# Required action
Find the word "below" in the data, then copy each line where it is found.

(Stored items from a collection)
|---|
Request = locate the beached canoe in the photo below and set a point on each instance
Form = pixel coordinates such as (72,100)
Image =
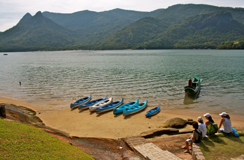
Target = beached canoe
(80,102)
(135,108)
(109,106)
(120,109)
(193,85)
(100,104)
(153,111)
(88,104)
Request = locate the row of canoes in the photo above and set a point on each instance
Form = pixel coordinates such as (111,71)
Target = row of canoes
(103,105)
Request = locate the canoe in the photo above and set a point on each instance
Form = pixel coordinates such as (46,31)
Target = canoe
(124,106)
(109,106)
(132,109)
(80,102)
(88,104)
(153,111)
(193,85)
(100,104)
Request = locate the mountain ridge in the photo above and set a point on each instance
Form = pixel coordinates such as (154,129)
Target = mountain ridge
(126,29)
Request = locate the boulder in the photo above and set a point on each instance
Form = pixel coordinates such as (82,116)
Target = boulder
(175,123)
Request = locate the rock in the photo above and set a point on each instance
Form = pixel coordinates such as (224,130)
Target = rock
(2,111)
(175,123)
(158,132)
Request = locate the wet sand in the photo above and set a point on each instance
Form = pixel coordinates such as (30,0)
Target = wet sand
(85,124)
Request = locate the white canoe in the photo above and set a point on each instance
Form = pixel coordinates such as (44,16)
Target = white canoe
(100,104)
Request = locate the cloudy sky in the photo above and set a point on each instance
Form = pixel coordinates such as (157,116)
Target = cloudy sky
(11,11)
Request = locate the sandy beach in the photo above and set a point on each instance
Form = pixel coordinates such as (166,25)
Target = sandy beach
(86,124)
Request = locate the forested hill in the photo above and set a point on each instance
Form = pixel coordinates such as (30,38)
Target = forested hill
(201,31)
(178,26)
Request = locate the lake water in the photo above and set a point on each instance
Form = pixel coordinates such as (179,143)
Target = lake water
(158,76)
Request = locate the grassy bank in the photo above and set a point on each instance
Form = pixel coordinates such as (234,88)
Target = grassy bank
(222,147)
(20,141)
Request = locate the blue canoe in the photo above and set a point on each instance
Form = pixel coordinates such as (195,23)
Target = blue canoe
(80,102)
(86,105)
(135,108)
(153,111)
(124,106)
(109,106)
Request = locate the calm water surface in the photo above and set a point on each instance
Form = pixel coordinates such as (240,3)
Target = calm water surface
(158,76)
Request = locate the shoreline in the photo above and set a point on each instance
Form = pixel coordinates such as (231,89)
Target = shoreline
(84,124)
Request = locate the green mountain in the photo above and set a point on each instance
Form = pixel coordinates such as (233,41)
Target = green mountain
(180,12)
(201,31)
(26,17)
(178,26)
(134,35)
(95,26)
(36,33)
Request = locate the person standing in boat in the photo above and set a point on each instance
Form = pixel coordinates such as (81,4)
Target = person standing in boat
(225,120)
(189,82)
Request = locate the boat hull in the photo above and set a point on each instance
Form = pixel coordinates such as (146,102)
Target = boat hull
(109,107)
(88,104)
(135,108)
(153,111)
(80,102)
(100,104)
(193,86)
(120,109)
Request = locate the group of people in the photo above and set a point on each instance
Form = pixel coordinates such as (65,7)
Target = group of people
(208,128)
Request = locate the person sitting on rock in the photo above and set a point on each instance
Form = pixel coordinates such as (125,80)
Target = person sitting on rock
(212,127)
(195,137)
(202,127)
(225,120)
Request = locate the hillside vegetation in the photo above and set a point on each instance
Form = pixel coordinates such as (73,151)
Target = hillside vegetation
(179,26)
(20,141)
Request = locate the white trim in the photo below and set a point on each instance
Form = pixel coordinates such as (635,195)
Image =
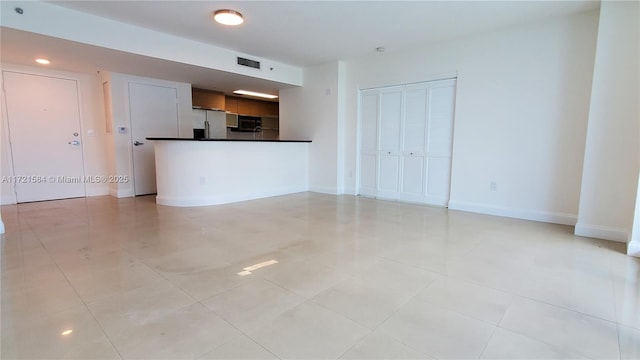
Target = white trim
(121,193)
(633,248)
(324,190)
(601,232)
(525,214)
(223,199)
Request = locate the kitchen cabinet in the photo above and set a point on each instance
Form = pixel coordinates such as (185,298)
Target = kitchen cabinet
(217,122)
(251,107)
(231,104)
(406,142)
(207,99)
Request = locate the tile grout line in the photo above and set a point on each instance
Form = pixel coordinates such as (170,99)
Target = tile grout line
(81,300)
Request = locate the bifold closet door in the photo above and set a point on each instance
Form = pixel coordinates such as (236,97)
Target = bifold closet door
(440,140)
(406,142)
(414,143)
(389,145)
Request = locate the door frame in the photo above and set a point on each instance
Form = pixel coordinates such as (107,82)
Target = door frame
(6,141)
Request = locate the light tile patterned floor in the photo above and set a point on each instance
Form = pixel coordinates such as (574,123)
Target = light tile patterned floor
(355,278)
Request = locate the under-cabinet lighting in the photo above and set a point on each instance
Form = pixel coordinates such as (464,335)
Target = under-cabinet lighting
(228,17)
(253,93)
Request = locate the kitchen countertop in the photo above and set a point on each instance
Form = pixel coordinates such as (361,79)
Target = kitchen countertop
(251,140)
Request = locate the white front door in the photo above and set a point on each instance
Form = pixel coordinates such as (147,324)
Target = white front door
(154,113)
(45,137)
(389,143)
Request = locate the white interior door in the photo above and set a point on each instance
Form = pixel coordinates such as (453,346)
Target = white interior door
(154,113)
(45,136)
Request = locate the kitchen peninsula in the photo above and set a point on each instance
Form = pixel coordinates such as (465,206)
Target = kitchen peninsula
(200,172)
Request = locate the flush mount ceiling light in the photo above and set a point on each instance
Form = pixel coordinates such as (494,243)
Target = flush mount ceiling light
(228,17)
(253,93)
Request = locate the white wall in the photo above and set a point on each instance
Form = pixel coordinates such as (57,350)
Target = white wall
(94,30)
(120,147)
(521,113)
(92,124)
(612,157)
(315,112)
(634,244)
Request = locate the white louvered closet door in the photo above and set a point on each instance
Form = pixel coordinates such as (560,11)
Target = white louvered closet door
(439,143)
(413,136)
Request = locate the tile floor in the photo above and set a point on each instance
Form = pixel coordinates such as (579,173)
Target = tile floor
(355,278)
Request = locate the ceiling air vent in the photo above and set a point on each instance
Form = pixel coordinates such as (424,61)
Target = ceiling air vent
(248,62)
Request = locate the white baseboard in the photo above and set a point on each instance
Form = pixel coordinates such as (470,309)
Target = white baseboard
(524,214)
(120,194)
(633,248)
(100,192)
(601,232)
(224,199)
(323,189)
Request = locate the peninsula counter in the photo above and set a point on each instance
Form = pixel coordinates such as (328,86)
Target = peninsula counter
(200,172)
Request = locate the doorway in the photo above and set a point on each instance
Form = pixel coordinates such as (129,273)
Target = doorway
(154,113)
(45,137)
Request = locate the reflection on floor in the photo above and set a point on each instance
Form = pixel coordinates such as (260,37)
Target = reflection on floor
(307,276)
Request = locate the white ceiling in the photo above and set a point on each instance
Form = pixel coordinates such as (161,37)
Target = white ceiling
(301,33)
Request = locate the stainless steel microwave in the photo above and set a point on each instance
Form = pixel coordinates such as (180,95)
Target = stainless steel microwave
(249,123)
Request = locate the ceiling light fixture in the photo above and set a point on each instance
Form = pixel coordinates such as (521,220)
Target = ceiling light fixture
(228,17)
(253,93)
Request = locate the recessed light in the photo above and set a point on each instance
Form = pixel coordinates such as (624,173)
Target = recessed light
(253,93)
(228,17)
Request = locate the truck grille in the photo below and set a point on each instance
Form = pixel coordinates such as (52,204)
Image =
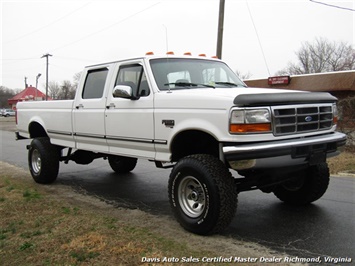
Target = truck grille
(301,118)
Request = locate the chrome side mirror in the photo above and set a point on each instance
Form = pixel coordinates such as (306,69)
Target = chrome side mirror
(122,91)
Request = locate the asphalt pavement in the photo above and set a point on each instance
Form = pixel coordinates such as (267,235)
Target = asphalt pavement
(324,228)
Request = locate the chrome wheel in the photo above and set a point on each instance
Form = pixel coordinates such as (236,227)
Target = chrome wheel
(36,161)
(192,197)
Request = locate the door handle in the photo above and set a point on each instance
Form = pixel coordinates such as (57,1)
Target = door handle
(111,105)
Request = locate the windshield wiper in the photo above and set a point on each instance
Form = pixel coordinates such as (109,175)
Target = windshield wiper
(188,84)
(229,84)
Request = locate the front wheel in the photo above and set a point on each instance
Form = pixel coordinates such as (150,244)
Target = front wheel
(307,188)
(43,161)
(202,194)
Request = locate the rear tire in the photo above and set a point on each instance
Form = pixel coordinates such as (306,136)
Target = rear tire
(122,165)
(307,188)
(202,194)
(43,161)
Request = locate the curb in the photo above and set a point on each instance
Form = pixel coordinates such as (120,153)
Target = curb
(348,174)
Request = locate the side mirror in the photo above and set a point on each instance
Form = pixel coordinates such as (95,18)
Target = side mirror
(122,91)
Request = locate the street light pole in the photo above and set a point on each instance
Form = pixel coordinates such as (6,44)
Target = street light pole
(37,77)
(220,28)
(46,55)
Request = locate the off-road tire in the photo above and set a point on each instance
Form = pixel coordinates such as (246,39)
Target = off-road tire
(43,160)
(122,165)
(310,188)
(202,194)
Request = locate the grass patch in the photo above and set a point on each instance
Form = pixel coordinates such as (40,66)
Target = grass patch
(38,229)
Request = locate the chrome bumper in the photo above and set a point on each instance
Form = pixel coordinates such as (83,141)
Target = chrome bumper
(296,148)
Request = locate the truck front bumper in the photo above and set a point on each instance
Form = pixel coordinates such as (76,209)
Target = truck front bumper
(307,150)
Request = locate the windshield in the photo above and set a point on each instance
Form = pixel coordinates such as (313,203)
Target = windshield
(182,73)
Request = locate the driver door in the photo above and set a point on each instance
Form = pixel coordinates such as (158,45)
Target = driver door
(129,121)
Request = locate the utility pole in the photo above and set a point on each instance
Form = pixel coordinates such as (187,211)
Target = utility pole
(220,29)
(46,55)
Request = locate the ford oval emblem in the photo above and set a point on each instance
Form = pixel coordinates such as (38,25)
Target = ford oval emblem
(308,118)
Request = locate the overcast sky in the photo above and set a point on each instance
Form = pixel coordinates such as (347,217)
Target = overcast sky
(80,33)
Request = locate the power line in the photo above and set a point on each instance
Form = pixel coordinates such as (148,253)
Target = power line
(50,24)
(325,4)
(106,28)
(257,35)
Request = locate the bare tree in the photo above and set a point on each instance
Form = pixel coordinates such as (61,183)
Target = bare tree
(53,90)
(67,90)
(76,79)
(5,94)
(346,124)
(321,56)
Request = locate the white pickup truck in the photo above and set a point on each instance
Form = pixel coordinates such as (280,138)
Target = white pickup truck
(195,115)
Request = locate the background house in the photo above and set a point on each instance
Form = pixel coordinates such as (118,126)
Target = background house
(340,84)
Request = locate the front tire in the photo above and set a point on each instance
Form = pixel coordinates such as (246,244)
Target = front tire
(43,161)
(307,188)
(202,194)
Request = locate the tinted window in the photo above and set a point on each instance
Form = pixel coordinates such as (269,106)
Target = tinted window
(133,76)
(170,72)
(95,84)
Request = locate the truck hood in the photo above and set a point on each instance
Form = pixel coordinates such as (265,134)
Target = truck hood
(225,98)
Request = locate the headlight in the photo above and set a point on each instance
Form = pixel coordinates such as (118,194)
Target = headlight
(250,121)
(335,114)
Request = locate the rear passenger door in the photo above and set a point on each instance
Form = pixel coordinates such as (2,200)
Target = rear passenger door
(89,111)
(129,122)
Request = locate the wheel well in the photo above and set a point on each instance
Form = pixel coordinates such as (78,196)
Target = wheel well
(193,142)
(36,130)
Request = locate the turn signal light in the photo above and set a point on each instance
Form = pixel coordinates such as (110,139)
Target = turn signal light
(250,128)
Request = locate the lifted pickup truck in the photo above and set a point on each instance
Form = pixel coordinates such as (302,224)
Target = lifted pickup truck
(195,115)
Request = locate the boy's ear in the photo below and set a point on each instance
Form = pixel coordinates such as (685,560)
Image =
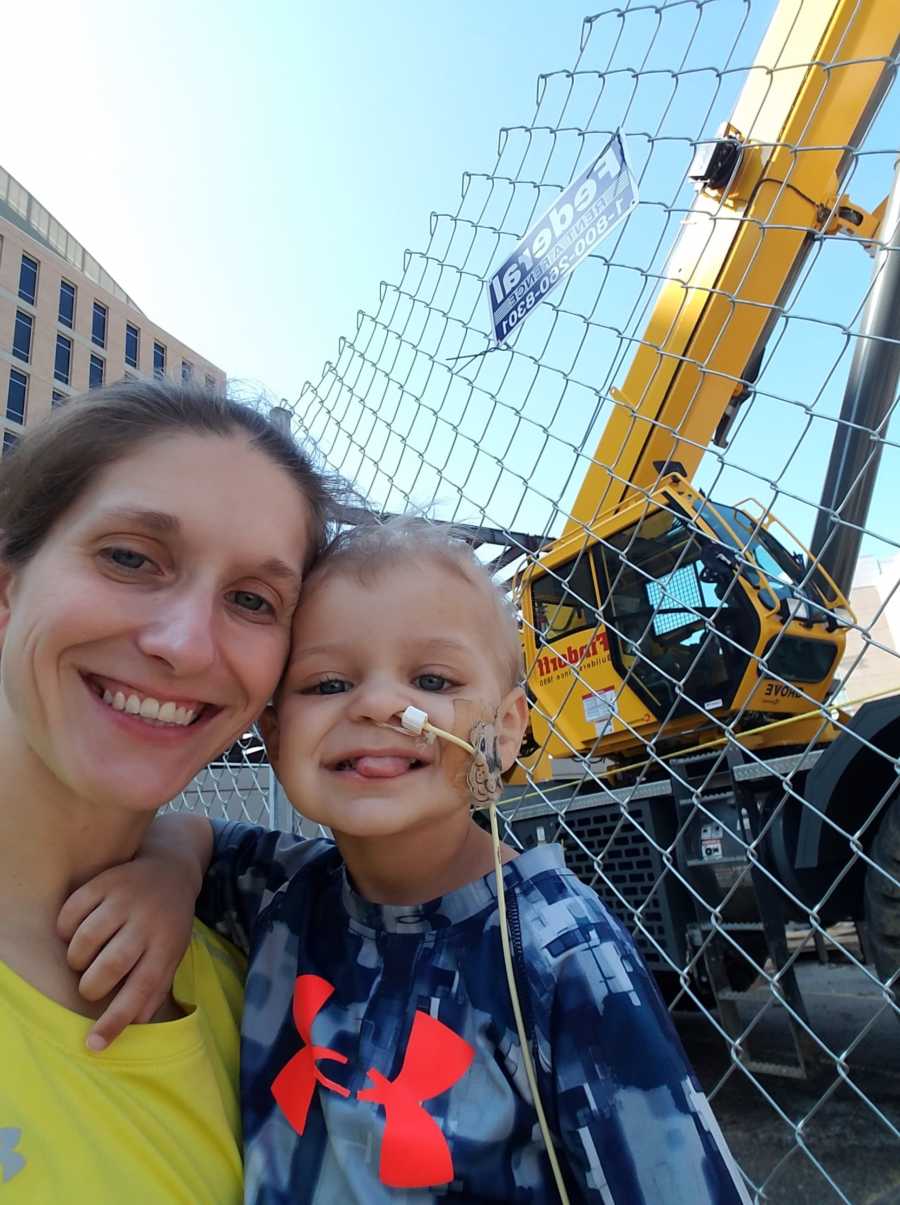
|---|
# Task answer
Request = locate the beached canoe in the photo below and set a point on each instance
Request = locate the white trim in the photo below and set a point on each instance
Request = locate the truck grille in the photo below and set a point on each instance
Request = locate the boy's ear in the photo below and set a point on each instance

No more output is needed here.